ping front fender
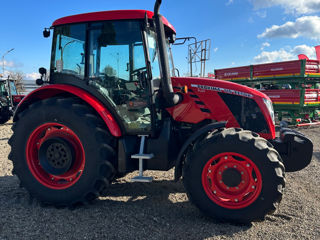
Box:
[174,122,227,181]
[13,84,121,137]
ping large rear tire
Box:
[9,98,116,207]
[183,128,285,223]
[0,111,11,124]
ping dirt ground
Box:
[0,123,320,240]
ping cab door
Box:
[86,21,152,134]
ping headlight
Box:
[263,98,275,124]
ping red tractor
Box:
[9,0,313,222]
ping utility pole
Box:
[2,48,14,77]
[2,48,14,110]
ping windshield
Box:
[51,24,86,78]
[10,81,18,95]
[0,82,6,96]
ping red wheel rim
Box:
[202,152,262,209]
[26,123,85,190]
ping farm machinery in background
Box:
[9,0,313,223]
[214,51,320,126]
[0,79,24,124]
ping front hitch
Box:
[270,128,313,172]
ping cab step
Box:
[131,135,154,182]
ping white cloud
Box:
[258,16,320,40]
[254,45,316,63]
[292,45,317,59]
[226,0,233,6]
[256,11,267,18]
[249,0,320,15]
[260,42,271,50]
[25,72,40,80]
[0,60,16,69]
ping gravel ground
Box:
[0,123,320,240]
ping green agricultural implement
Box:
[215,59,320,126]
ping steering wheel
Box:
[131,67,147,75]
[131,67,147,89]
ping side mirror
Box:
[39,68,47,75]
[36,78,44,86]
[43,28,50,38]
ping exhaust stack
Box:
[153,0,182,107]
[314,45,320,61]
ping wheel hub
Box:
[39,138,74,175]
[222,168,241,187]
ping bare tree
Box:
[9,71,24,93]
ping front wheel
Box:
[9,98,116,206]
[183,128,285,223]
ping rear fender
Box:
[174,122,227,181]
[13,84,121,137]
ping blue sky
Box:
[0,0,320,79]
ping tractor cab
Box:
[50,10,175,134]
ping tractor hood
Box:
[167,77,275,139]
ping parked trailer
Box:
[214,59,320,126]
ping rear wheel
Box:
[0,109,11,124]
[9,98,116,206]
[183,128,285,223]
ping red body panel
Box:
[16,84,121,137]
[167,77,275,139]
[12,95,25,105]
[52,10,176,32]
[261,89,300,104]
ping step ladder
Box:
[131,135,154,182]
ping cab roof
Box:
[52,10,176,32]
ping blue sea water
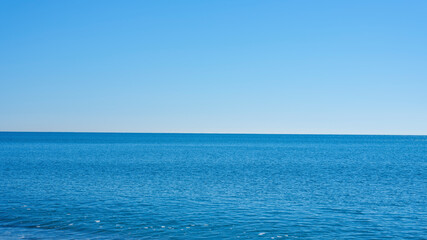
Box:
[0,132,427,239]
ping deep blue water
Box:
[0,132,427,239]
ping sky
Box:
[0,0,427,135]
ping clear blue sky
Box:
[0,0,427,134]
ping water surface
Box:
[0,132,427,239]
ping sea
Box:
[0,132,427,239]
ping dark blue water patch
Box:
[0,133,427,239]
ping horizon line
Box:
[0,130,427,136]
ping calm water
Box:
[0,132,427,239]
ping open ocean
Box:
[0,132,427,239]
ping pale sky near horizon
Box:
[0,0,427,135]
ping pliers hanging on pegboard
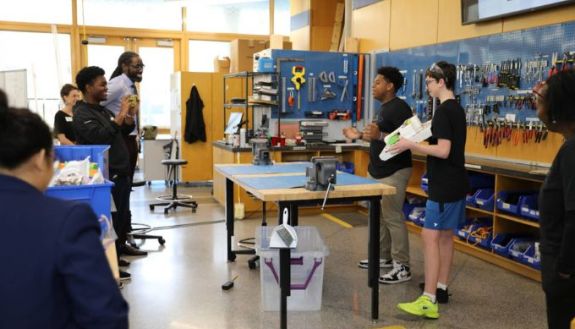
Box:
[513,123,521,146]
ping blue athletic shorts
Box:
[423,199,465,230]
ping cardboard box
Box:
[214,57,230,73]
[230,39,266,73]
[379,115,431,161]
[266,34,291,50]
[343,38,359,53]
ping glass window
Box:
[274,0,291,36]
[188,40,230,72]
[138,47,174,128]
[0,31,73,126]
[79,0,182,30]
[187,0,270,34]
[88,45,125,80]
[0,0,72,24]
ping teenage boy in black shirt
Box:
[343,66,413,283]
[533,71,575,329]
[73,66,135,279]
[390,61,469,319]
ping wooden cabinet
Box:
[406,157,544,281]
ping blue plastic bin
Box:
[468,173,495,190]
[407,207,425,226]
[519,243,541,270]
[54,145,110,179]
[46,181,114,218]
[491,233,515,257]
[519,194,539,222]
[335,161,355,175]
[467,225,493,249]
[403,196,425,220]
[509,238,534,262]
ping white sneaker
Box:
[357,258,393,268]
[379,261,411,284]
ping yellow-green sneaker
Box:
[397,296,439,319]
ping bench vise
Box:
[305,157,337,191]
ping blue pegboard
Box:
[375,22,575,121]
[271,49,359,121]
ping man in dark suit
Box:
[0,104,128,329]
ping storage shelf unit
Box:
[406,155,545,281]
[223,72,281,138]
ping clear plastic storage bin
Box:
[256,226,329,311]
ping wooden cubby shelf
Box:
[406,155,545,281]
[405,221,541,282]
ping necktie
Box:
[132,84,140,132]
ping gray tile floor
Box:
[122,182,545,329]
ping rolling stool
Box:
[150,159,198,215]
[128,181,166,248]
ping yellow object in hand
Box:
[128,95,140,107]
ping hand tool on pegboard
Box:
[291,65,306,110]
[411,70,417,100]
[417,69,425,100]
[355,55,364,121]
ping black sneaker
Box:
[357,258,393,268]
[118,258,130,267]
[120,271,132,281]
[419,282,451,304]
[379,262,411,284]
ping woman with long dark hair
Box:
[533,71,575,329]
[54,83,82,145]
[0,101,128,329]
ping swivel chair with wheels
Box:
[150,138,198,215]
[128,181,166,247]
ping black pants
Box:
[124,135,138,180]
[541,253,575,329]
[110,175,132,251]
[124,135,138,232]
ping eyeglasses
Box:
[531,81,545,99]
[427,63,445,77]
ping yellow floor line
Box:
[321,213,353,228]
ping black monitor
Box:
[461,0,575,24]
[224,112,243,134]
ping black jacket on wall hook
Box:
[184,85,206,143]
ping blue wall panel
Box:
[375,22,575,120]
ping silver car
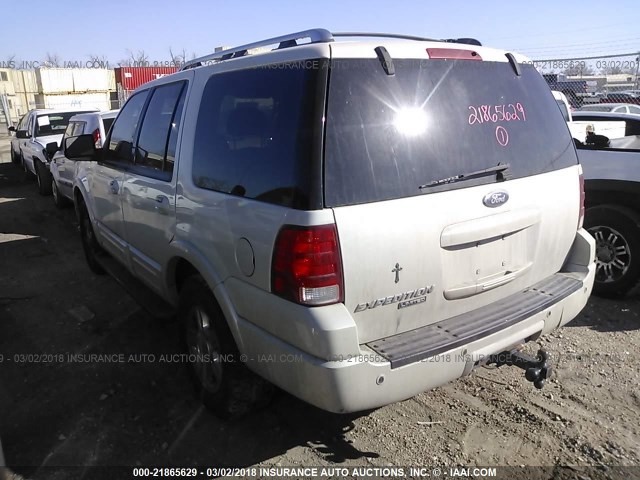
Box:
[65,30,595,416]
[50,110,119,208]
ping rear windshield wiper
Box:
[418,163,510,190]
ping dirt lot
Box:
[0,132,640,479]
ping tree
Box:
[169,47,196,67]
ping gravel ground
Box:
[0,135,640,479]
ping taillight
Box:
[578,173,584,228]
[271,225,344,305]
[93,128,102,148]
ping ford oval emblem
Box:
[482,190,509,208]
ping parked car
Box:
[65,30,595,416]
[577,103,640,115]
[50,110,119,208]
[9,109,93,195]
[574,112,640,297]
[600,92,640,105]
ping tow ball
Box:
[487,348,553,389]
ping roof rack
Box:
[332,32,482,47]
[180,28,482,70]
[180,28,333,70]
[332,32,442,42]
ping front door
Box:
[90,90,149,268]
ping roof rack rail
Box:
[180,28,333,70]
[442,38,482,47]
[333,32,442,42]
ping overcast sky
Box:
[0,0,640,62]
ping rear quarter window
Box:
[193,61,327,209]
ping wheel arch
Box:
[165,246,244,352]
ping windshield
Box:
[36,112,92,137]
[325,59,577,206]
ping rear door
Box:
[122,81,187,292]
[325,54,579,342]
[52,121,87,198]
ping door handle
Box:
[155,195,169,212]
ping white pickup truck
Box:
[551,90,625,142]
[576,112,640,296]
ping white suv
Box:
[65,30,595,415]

→ **Work required**
Rewrite all the records above, changing every "Box:" to "Boxes:" and keeping everything else the same. Leave the pictures out of your answer.

→ **Reply to the exercise**
ping front fender
Boxes:
[174,122,227,181]
[13,84,121,137]
ping large rear tire
Boxes:
[9,98,116,207]
[183,128,285,223]
[0,111,11,124]
ping dirt ground
Boxes:
[0,123,320,240]
ping cab door
Boxes:
[86,21,152,134]
ping headlight
Boxes:
[263,98,275,124]
ping red tractor
Boxes:
[9,0,313,222]
ping utility pole
Boxes:
[2,48,14,77]
[2,48,14,110]
ping windshield
Boxes:
[51,24,86,78]
[10,81,18,95]
[0,82,6,96]
ping red wheel rim
Boxes:
[202,152,262,209]
[26,123,85,190]
ping farm machinery in background
Boxes:
[9,0,313,223]
[214,51,320,126]
[0,79,24,124]
ping front hitch
Boxes:
[270,128,313,172]
ping cab step
Boxes:
[131,135,154,182]
ping white cloud
Boxes:
[258,16,320,40]
[254,45,316,63]
[292,45,317,59]
[226,0,233,6]
[256,11,267,18]
[249,0,320,15]
[260,42,271,50]
[25,72,40,80]
[0,60,16,69]
ping gravel ground
Boxes:
[0,123,320,240]
ping green agricultural implement
Boxes:
[215,59,320,126]
ping steering wheel
Boxes:
[131,67,147,75]
[131,67,147,89]
ping side mirror
Boxes:
[39,68,47,75]
[36,78,44,86]
[43,28,50,38]
ping exhaust stack
Boxes:
[153,0,182,107]
[314,45,320,61]
ping wheel hub
Boxes:
[39,138,74,175]
[222,168,241,187]
ping bare tree
Boxes:
[9,71,24,93]
ping front wheel
Boxes:
[9,98,116,206]
[183,128,285,223]
ping rear fender
Boxes:
[174,122,227,181]
[13,84,121,137]
ping blue sky
Boxes:
[0,0,320,79]
ping tractor cab
Boxes:
[50,10,175,134]
ping tractor hood
Boxes:
[167,77,275,139]
ping parked trailer
Boxes:
[214,59,320,126]
ping rear wheel
Boxes:
[0,109,11,124]
[9,98,116,206]
[183,128,285,223]
ping red body panel
Boxes:
[16,84,121,137]
[167,77,275,139]
[12,95,25,105]
[52,10,176,32]
[261,89,300,104]
ping step ladder
Boxes:
[131,135,154,182]
ping cab roof
Boxes:
[52,10,176,32]
ping blue sea water
Boxes:
[0,132,427,239]
ping deep blue water
Boxes:
[0,132,427,239]
ping sky
Boxes:
[0,0,427,135]
ping clear blue sky
Boxes:
[0,0,427,134]
ping water surface
Boxes:
[0,132,427,239]
ping sea
Boxes:
[0,132,427,239]
ping dark blue water patch
Boxes:
[0,133,427,239]
ping horizon line
Boxes:
[0,130,427,136]
ping calm water
Boxes:
[0,132,427,239]
ping open ocean
Boxes:
[0,132,427,239]
ping pale sky near horizon
Boxes:
[0,0,427,135]
ping pliers hanging on pegboard
Boxes:
[513,123,521,146]
ping blue athletic shorts
Boxes:
[423,199,465,230]
ping cardboard box
Boxes:
[214,57,230,73]
[230,39,266,73]
[379,115,431,161]
[266,34,291,50]
[343,38,359,53]
ping glass window
Boxes:
[274,0,291,36]
[188,40,230,72]
[138,47,174,128]
[0,31,73,126]
[79,0,182,30]
[187,0,270,34]
[88,45,125,80]
[0,0,72,24]
ping teenage boy in black shirt
Boxes:
[343,66,413,283]
[533,71,575,329]
[73,66,135,279]
[390,61,469,319]
ping wooden cabinet
Boxes:
[406,157,544,281]
ping blue plastic bin
Boxes:
[468,173,495,190]
[407,207,425,226]
[519,243,541,270]
[54,145,110,179]
[46,181,114,218]
[491,233,515,257]
[519,194,539,222]
[335,161,355,175]
[467,225,493,249]
[403,196,425,220]
[509,238,534,262]
ping white sneaker
Boxes:
[357,258,393,268]
[379,261,411,284]
ping yellow-green sneaker
Boxes:
[397,296,439,319]
ping bench vise
Boxes:
[305,157,337,191]
ping blue pegboard
Boxes:
[375,22,575,121]
[271,49,359,121]
ping man in dark suit
Boxes:
[0,104,128,329]
ping storage shelf unit
Boxes:
[406,155,545,281]
[223,72,281,138]
ping clear plastic storage bin
Boxes:
[256,226,329,311]
ping wooden cubby shelf
Boxes:
[406,155,545,281]
[405,221,541,282]
ping necktie
Boxes:
[132,84,140,132]
ping gray tile floor
Boxes:
[122,182,545,329]
ping rolling stool
Boxes:
[150,159,198,215]
[128,181,166,248]
ping yellow object in hand
Boxes:
[128,95,140,107]
ping hand tool on pegboard
Boxes:
[291,65,306,110]
[411,70,417,100]
[417,69,425,100]
[355,55,364,121]
ping black sneaker
Boxes:
[357,258,393,268]
[118,258,130,267]
[120,271,132,281]
[419,282,451,304]
[379,262,411,284]
ping woman with long dark hair
Boxes:
[533,71,575,329]
[54,83,82,145]
[0,101,128,329]
ping swivel chair with wheels
Boxes:
[150,138,198,215]
[128,181,166,247]
ping black pants
Boxes:
[124,135,138,180]
[541,253,575,329]
[110,175,132,251]
[124,135,138,232]
ping eyeglasses
Boxes:
[531,81,545,99]
[427,63,445,77]
ping yellow floor line
Boxes:
[321,213,353,228]
ping black monitor
Boxes:
[461,0,575,24]
[224,112,243,134]
ping black jacket on wall hook
Boxes:
[184,85,206,143]
ping blue wall panel
Boxes:
[375,22,575,120]
ping silver car
Boxes:
[65,30,595,416]
[50,110,119,208]
ping rear windshield wiper
Boxes:
[418,163,510,190]
ping dirt lot
Boxes:
[0,132,640,479]
ping tree
Boxes:
[169,47,196,67]
ping gravel ground
Boxes:
[0,135,640,479]
ping taillight
Boxes:
[578,173,584,228]
[271,225,344,305]
[93,128,102,148]
ping ford oval emblem
Boxes:
[482,190,509,208]
ping parked car
Boxes:
[65,30,595,416]
[577,103,640,115]
[50,110,119,208]
[9,109,93,195]
[574,112,640,297]
[600,92,640,105]
ping tow ball
Boxes:
[487,348,553,389]
ping roof rack
Boxes:
[332,32,482,47]
[180,28,482,70]
[180,28,333,70]
[332,32,442,42]
ping front door
Boxes:
[90,90,149,268]
ping roof rack rail
Boxes:
[180,28,333,70]
[442,38,482,47]
[333,32,442,42]
ping overcast sky
Boxes:
[0,0,640,62]
ping rear quarter window
Boxes:
[193,61,327,209]
ping wheel arch
Boxes:
[165,246,244,352]
ping windshield
Boxes:
[36,112,92,137]
[325,59,577,206]
ping rear door
Boxes:
[122,81,187,292]
[325,54,579,342]
[52,121,87,198]
ping door handle
Boxes:
[155,195,169,212]
ping white pickup truck
Boxes:
[551,90,625,142]
[576,112,640,296]
ping white suv
Boxes:
[65,30,595,415]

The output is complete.